> **Problem details**
List every line of the records below that contains the word "rough", copying each line in full.

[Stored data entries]

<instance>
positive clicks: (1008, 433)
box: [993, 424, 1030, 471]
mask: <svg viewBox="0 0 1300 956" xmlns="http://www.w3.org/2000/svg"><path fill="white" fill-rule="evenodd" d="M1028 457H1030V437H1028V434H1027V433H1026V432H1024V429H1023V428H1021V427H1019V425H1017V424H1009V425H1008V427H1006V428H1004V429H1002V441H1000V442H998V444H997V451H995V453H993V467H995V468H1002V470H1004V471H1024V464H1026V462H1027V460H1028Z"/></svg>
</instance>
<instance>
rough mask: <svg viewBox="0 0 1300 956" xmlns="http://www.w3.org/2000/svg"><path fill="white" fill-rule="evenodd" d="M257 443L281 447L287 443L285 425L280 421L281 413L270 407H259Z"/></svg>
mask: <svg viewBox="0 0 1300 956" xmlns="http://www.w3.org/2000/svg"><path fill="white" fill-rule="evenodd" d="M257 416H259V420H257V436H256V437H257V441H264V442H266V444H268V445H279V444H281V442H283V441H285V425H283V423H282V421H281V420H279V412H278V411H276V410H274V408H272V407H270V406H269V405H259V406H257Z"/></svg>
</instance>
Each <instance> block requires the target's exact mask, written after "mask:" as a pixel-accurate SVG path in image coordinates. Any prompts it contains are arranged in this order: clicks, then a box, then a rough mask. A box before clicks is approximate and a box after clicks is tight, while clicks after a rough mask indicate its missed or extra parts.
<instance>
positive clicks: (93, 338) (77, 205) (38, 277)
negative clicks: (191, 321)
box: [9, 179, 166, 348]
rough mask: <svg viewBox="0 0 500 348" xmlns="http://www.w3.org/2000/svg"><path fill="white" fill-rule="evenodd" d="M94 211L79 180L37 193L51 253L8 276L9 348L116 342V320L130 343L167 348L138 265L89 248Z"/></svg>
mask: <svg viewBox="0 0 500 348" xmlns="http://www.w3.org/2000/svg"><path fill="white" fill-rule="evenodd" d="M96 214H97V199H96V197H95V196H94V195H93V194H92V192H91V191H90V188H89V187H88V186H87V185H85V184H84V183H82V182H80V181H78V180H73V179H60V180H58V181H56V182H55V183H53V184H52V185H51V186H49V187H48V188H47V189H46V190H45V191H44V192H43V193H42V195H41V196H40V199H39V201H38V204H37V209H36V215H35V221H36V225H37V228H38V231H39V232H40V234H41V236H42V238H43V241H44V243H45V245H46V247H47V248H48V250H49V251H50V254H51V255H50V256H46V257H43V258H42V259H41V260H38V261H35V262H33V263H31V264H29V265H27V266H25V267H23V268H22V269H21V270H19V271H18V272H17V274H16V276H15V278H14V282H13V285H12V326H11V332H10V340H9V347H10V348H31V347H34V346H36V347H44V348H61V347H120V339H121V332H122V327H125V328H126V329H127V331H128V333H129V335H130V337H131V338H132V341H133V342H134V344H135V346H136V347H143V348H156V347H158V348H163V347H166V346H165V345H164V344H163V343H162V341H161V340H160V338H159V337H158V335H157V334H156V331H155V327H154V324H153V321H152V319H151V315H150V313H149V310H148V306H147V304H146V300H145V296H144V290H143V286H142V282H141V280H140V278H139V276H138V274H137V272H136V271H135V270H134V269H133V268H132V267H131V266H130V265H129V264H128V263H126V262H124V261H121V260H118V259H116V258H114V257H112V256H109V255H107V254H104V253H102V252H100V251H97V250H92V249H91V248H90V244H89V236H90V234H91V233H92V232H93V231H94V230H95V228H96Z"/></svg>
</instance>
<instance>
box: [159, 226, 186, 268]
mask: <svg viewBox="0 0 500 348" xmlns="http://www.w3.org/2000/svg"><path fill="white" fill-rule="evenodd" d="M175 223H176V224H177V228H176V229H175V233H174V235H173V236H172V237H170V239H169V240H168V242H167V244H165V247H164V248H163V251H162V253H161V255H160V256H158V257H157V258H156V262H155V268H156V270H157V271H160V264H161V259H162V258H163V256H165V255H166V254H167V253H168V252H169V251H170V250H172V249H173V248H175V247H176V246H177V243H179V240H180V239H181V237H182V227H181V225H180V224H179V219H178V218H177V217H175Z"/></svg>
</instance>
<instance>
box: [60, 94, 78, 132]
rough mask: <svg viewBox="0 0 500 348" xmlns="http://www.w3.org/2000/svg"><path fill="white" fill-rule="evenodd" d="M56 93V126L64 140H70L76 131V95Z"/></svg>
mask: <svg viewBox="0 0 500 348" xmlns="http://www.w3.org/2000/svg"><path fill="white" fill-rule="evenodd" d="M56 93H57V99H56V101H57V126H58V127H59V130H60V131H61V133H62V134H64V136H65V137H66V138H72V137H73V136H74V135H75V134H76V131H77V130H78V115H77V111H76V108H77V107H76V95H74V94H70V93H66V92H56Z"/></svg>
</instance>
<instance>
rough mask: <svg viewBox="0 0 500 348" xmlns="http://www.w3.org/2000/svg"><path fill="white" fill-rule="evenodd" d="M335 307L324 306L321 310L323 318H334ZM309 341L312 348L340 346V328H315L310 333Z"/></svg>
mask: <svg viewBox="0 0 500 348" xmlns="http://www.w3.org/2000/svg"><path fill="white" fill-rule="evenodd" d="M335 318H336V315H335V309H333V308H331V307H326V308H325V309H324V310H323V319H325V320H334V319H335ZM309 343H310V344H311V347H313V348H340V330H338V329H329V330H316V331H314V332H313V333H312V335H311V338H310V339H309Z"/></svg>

> **Reply**
rough mask: <svg viewBox="0 0 1300 956" xmlns="http://www.w3.org/2000/svg"><path fill="white" fill-rule="evenodd" d="M257 443L281 447L287 443L285 425L280 421L281 413L270 407H259Z"/></svg>
Each <instance> block requires the target's exact mask, written after "mask:" as a pixel-accurate SVG path in image coordinates. Any prompts it contains are arranged in this order: clicks, then a box, then a rough mask. A box before clicks is approximate and a box after clicks is tight, while clicks after a rough mask indicate its missed or extra parts.
rough mask: <svg viewBox="0 0 500 348" xmlns="http://www.w3.org/2000/svg"><path fill="white" fill-rule="evenodd" d="M94 211L79 180L37 193L51 253L8 276L9 348L116 342V320L130 343L167 348L138 265L89 248Z"/></svg>
rough mask: <svg viewBox="0 0 500 348" xmlns="http://www.w3.org/2000/svg"><path fill="white" fill-rule="evenodd" d="M56 93V126L64 140H70L76 131V95Z"/></svg>
rough mask: <svg viewBox="0 0 500 348" xmlns="http://www.w3.org/2000/svg"><path fill="white" fill-rule="evenodd" d="M335 307L324 306L321 310L323 318H334ZM309 341L312 348L340 346V328H315L310 333Z"/></svg>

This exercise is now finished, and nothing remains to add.